Pull every line holding the word "stone" out of the data and copy it.

===

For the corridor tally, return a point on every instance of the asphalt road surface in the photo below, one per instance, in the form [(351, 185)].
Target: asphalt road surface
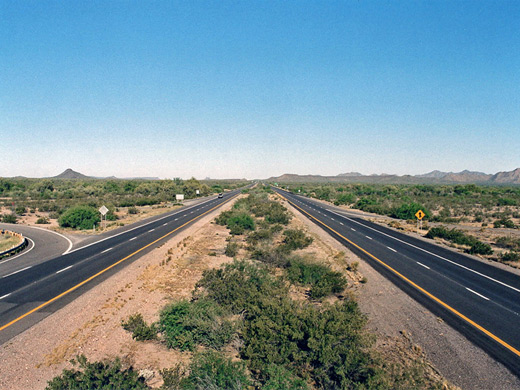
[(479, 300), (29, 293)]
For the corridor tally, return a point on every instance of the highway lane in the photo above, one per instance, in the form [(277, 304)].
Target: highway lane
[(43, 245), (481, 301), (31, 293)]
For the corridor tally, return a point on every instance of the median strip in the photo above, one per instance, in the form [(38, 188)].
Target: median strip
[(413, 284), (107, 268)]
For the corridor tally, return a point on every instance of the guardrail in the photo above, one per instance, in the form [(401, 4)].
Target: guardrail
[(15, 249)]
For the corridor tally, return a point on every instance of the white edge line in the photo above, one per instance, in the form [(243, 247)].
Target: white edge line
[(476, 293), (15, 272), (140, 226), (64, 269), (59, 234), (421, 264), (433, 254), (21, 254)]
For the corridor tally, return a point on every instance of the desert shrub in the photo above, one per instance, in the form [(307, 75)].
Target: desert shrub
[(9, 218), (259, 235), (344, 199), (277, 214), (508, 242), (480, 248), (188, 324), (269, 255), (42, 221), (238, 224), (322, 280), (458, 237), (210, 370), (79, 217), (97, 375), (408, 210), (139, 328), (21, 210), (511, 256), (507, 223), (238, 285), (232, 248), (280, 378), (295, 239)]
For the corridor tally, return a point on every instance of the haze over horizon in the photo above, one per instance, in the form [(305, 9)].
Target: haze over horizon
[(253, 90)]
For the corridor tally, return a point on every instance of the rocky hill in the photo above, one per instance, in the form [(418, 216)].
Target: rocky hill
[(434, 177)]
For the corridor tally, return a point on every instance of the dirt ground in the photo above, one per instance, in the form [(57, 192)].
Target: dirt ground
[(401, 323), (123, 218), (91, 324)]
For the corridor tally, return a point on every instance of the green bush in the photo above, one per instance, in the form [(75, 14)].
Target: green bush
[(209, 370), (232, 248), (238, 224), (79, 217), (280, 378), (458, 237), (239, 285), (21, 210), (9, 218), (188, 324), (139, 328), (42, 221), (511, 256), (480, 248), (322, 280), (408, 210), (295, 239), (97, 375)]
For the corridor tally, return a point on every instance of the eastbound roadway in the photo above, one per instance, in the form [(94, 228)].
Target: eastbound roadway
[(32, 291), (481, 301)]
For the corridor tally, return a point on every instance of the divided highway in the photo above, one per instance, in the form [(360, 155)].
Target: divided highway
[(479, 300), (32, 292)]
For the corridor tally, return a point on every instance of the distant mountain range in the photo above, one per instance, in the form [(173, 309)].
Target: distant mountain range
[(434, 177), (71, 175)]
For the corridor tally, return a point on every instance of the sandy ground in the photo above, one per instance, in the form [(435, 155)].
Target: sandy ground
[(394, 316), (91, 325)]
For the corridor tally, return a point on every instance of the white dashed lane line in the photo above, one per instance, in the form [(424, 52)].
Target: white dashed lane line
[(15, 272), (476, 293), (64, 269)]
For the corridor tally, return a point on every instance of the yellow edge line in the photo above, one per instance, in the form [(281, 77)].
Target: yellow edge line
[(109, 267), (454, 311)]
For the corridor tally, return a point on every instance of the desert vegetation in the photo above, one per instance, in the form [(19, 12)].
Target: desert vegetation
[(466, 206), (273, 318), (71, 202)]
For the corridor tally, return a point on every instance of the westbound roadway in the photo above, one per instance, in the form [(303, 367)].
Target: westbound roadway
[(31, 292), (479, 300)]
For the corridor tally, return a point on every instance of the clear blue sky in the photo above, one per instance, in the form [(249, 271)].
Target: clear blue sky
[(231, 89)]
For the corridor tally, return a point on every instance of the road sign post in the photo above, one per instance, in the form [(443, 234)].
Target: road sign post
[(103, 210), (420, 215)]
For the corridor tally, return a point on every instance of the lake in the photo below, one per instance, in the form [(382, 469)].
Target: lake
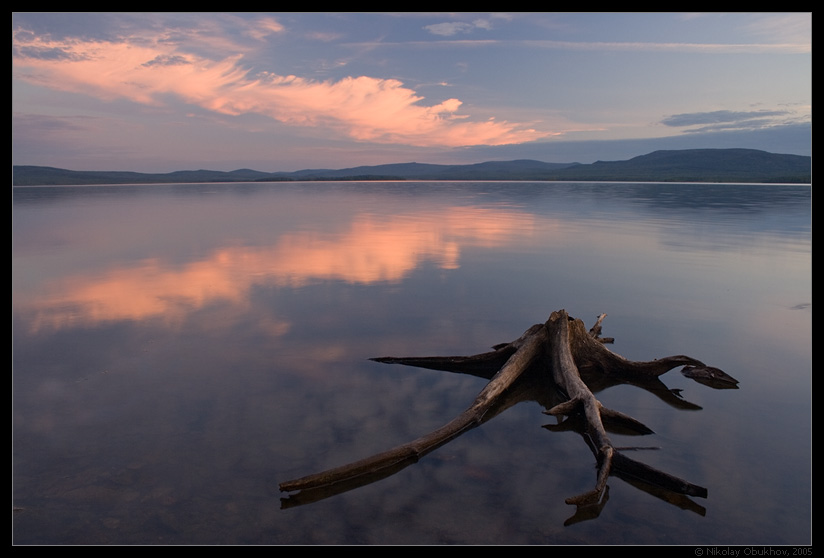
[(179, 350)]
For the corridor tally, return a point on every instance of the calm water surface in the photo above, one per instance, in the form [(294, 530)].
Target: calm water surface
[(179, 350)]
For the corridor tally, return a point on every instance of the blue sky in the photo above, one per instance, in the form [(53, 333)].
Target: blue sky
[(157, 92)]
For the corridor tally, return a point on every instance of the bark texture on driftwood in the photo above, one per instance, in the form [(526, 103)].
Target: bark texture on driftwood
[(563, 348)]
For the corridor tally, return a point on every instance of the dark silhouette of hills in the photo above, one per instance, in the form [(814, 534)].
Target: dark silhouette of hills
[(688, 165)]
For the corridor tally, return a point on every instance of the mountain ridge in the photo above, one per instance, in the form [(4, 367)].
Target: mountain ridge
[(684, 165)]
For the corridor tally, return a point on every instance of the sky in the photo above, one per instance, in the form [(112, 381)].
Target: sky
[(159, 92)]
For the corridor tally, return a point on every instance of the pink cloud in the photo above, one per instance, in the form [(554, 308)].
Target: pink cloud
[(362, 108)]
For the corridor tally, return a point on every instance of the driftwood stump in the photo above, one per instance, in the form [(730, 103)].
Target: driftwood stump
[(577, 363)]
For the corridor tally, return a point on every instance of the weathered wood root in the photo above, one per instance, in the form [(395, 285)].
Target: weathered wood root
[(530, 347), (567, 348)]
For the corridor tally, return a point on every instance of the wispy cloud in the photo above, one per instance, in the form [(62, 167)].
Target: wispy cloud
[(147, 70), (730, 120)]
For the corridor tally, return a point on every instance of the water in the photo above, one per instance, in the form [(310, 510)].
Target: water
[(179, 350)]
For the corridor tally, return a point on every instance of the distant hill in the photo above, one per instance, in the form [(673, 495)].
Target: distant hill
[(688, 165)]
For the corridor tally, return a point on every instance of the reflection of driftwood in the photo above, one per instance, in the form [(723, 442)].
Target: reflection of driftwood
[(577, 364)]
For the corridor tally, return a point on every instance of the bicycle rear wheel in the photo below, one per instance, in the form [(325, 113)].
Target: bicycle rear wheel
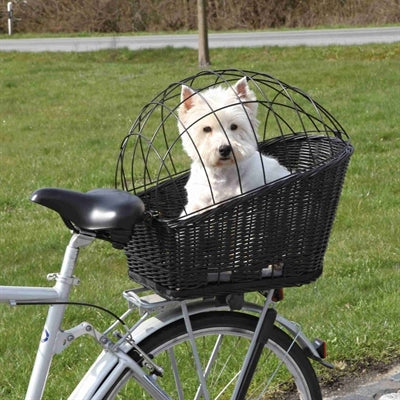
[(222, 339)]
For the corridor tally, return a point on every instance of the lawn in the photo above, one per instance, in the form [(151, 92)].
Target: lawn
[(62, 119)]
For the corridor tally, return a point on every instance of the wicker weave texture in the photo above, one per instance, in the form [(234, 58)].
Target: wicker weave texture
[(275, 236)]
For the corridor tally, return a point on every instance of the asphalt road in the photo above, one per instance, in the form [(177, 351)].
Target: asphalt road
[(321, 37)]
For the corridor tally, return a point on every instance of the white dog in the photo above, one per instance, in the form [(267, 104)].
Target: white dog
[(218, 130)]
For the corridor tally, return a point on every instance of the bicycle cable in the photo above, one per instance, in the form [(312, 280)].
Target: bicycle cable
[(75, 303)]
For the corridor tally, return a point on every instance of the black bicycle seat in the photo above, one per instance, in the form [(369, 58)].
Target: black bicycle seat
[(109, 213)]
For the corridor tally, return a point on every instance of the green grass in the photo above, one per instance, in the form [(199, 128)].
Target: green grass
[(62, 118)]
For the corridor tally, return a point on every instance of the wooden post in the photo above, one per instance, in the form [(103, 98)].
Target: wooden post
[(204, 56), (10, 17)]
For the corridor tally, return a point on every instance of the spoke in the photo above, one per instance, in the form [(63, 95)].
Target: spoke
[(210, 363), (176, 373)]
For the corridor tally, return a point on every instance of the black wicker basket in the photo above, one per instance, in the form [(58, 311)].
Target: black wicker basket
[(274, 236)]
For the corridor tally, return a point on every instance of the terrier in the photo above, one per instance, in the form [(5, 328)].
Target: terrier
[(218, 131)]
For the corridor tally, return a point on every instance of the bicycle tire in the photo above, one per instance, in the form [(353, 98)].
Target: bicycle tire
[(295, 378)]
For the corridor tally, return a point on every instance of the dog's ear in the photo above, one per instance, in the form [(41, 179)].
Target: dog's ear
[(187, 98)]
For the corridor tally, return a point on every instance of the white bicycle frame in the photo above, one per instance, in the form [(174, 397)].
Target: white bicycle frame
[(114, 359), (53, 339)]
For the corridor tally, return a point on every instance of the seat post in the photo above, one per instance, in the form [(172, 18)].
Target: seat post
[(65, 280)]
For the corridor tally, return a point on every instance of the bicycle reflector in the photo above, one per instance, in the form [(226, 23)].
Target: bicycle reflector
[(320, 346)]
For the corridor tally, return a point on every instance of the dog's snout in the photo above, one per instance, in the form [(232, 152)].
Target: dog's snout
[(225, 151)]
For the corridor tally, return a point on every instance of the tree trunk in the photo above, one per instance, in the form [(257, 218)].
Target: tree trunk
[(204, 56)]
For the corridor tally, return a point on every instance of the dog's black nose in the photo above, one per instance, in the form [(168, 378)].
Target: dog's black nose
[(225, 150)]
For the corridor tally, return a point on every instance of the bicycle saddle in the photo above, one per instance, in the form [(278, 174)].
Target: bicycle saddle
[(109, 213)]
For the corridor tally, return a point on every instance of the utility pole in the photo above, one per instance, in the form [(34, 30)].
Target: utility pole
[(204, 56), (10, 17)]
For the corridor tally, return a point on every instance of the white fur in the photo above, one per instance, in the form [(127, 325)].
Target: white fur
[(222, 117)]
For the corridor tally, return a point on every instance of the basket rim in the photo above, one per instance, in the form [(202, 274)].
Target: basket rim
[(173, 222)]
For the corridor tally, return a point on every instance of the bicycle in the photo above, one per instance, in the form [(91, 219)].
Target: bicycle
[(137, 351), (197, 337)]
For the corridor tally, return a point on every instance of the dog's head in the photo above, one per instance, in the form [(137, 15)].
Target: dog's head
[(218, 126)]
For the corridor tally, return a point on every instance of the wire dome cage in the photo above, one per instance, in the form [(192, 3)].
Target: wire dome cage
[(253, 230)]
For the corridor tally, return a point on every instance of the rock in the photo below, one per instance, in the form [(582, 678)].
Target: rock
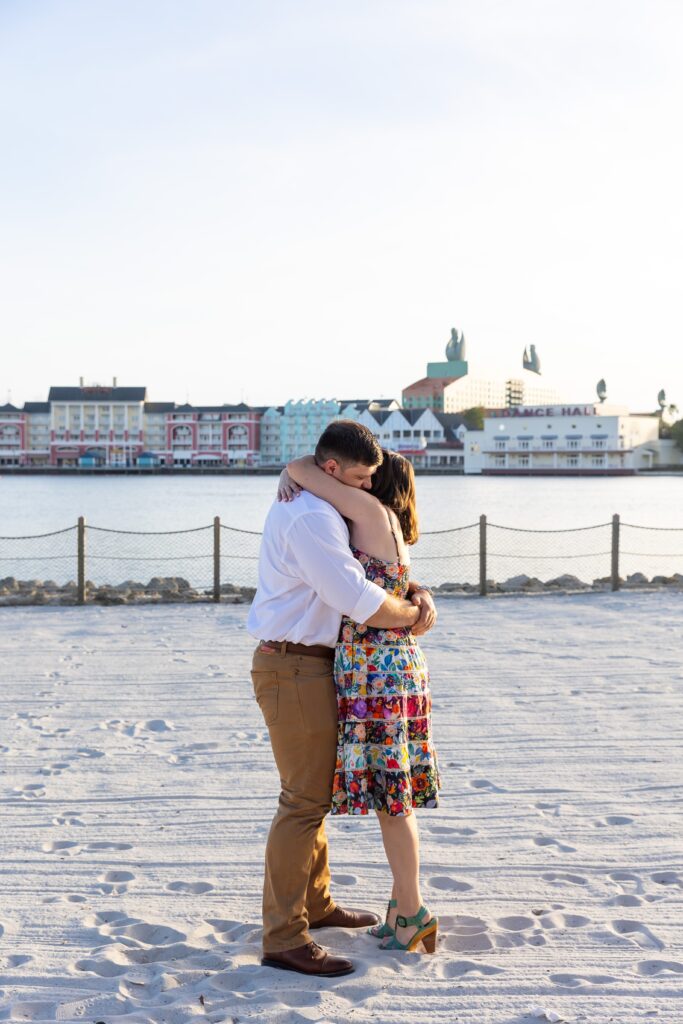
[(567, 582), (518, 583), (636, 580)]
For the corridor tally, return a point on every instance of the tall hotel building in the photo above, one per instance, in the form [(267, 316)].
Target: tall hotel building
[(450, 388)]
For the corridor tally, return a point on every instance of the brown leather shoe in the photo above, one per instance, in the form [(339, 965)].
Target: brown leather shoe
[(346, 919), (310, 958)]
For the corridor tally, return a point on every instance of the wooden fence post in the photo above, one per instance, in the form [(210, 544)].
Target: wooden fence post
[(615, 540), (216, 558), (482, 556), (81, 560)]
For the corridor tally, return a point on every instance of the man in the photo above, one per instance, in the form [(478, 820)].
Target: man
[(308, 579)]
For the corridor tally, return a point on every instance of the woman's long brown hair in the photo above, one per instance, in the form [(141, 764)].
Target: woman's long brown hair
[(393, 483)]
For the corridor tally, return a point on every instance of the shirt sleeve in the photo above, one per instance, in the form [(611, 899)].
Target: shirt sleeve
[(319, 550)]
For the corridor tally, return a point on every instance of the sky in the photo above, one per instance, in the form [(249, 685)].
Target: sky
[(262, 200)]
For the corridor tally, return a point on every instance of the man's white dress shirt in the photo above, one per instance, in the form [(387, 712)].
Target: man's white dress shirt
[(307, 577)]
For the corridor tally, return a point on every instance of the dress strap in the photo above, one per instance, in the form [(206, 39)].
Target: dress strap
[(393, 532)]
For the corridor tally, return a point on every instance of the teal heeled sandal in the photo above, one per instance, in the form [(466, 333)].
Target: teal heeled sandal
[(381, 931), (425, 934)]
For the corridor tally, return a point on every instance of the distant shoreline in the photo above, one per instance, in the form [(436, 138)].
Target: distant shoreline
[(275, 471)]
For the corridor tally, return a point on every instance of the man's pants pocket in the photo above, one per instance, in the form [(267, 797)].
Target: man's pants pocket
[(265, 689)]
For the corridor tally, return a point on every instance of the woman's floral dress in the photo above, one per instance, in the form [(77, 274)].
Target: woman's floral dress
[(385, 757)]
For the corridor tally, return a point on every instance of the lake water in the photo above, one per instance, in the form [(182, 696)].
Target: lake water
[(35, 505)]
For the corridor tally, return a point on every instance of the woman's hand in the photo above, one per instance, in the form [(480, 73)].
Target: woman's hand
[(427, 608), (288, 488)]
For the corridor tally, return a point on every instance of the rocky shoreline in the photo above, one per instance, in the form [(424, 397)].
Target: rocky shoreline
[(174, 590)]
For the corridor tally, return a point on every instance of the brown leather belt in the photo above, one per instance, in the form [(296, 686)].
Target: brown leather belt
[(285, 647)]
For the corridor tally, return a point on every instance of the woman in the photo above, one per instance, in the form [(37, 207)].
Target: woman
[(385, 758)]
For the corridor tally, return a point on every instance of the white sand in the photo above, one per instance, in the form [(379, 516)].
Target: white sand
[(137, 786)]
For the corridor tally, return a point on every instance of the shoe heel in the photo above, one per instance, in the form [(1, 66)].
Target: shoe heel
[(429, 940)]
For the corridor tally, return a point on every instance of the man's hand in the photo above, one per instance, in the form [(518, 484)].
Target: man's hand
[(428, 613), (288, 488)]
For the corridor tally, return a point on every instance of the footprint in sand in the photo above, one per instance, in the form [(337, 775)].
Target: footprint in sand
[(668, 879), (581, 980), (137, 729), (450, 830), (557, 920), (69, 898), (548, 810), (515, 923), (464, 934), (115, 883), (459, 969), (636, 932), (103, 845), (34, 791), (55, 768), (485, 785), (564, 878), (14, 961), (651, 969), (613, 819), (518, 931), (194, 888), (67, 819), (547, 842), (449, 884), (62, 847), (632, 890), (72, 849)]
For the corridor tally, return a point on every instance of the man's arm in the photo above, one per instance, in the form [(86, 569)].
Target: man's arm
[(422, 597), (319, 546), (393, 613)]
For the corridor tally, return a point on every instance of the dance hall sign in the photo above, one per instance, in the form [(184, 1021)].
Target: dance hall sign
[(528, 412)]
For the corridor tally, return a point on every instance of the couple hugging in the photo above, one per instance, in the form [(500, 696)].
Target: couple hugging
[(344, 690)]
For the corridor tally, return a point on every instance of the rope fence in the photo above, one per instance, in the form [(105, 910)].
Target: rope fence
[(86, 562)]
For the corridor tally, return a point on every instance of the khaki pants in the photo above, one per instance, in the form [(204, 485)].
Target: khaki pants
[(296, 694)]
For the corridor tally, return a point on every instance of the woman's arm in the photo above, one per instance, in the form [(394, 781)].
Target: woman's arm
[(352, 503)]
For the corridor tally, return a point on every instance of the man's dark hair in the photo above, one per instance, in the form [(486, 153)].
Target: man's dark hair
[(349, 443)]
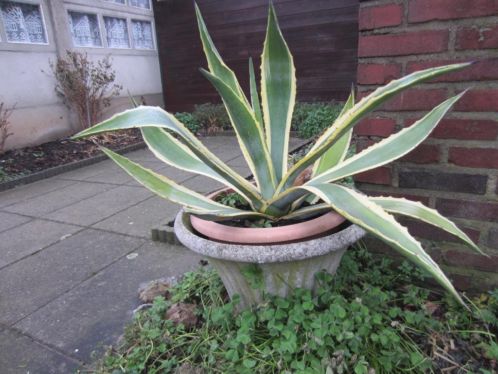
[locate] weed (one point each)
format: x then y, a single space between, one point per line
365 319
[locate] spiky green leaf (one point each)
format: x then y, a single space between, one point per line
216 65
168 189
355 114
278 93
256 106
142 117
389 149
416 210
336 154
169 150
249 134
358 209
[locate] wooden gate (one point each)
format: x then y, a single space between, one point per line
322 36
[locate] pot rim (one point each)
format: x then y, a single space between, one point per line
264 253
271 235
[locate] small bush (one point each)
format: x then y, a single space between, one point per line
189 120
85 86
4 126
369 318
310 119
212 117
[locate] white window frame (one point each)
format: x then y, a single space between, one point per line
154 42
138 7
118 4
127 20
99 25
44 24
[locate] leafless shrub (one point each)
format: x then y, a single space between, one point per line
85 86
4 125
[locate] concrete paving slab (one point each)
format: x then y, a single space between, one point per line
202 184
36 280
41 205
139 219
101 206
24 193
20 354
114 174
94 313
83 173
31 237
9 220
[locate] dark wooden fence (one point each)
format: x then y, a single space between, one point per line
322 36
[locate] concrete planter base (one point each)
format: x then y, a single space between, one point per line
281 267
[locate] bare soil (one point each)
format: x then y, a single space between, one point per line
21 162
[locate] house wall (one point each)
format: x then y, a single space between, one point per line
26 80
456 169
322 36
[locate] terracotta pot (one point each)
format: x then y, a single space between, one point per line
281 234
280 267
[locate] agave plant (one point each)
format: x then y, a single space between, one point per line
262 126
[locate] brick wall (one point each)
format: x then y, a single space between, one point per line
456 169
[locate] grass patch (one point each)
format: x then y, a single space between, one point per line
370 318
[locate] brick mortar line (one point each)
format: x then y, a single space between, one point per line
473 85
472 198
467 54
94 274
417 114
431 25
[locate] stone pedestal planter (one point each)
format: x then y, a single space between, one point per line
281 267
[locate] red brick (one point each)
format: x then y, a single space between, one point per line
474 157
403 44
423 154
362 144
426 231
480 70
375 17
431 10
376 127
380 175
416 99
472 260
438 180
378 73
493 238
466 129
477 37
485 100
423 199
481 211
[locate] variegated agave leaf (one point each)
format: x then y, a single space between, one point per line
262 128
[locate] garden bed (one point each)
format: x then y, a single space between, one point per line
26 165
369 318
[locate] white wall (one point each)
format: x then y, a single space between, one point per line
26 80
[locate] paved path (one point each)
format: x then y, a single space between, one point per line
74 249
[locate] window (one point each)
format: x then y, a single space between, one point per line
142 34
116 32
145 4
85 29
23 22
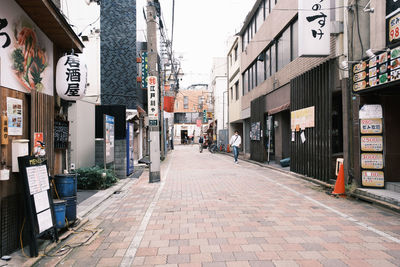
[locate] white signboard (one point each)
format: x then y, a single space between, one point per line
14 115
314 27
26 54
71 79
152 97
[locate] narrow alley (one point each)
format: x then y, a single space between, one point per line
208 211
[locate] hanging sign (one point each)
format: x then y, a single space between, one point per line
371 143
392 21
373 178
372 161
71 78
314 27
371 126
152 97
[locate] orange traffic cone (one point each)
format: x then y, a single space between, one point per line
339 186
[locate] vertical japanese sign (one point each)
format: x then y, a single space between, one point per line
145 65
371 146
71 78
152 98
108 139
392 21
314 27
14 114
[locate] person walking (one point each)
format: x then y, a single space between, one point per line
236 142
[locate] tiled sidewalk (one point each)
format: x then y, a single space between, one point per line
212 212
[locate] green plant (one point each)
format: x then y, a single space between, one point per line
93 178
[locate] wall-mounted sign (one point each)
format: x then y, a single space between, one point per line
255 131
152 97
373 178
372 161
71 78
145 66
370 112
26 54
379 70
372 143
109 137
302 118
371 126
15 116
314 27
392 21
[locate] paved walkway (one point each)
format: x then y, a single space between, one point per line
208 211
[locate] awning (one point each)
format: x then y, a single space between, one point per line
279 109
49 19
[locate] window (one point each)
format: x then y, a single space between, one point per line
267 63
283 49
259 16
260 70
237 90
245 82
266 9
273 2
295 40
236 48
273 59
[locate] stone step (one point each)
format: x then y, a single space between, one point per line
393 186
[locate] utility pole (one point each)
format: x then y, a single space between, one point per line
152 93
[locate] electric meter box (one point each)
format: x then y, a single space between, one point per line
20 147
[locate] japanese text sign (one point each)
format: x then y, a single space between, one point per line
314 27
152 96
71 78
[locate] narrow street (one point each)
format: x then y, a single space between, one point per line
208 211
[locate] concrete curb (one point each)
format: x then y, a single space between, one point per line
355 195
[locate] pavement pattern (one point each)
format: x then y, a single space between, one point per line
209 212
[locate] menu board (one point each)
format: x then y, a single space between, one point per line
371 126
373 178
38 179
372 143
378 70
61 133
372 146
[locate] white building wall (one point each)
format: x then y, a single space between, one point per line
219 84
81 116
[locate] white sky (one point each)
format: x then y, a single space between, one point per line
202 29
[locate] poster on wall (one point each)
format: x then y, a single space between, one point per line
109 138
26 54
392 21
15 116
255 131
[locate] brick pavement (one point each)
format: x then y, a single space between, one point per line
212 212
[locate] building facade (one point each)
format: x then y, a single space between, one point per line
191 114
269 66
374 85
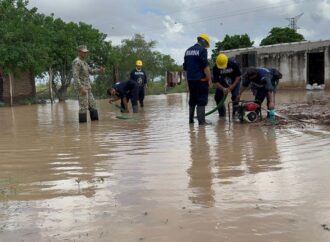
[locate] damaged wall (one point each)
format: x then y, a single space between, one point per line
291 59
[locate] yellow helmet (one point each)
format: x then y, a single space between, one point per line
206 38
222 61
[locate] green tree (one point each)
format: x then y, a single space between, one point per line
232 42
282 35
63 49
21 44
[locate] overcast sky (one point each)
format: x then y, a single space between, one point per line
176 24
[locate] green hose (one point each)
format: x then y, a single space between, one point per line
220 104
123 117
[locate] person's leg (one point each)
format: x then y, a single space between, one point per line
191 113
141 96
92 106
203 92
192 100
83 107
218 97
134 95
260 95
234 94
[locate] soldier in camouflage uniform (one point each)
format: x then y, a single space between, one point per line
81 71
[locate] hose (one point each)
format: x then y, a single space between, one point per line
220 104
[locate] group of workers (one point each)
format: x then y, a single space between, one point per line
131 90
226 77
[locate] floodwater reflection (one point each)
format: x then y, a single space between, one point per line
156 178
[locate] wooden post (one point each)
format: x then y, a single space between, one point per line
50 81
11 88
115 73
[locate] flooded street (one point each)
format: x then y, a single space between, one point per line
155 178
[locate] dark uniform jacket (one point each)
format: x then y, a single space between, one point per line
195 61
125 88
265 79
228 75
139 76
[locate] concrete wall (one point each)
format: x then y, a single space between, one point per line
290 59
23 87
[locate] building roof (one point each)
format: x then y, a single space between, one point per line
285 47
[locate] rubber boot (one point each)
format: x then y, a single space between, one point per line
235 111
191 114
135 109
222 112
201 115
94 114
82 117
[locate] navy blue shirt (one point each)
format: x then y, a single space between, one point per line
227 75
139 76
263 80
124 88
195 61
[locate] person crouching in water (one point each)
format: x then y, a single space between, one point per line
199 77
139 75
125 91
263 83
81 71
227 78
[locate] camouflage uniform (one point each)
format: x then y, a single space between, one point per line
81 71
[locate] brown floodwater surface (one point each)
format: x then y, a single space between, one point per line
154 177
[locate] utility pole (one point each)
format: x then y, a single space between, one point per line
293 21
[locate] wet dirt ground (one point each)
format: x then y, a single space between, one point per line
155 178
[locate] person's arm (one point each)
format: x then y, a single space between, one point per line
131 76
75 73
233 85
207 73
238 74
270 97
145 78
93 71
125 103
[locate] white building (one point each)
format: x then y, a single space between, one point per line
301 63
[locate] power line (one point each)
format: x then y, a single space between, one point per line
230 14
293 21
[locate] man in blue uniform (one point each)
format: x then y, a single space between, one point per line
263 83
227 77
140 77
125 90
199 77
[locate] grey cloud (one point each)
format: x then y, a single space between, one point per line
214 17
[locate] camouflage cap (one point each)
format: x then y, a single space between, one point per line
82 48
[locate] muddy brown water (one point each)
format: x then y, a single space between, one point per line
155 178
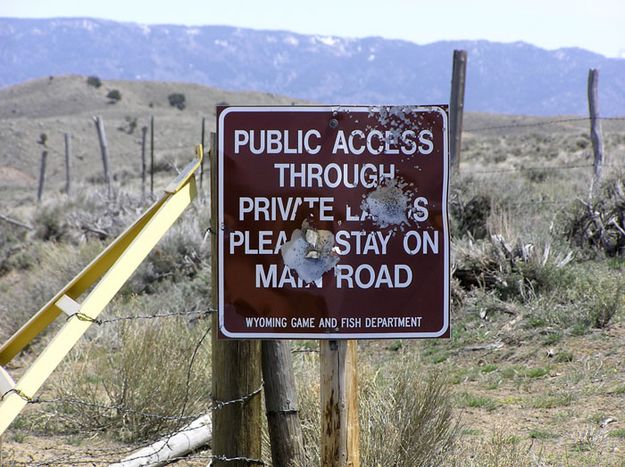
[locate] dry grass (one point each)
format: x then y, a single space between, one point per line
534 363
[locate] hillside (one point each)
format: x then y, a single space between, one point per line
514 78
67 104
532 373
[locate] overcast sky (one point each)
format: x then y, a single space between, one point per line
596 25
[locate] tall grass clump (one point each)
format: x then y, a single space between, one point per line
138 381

===

Your solution:
[locate] stone pedestal planter (one point each)
[locate] stone step (one point each)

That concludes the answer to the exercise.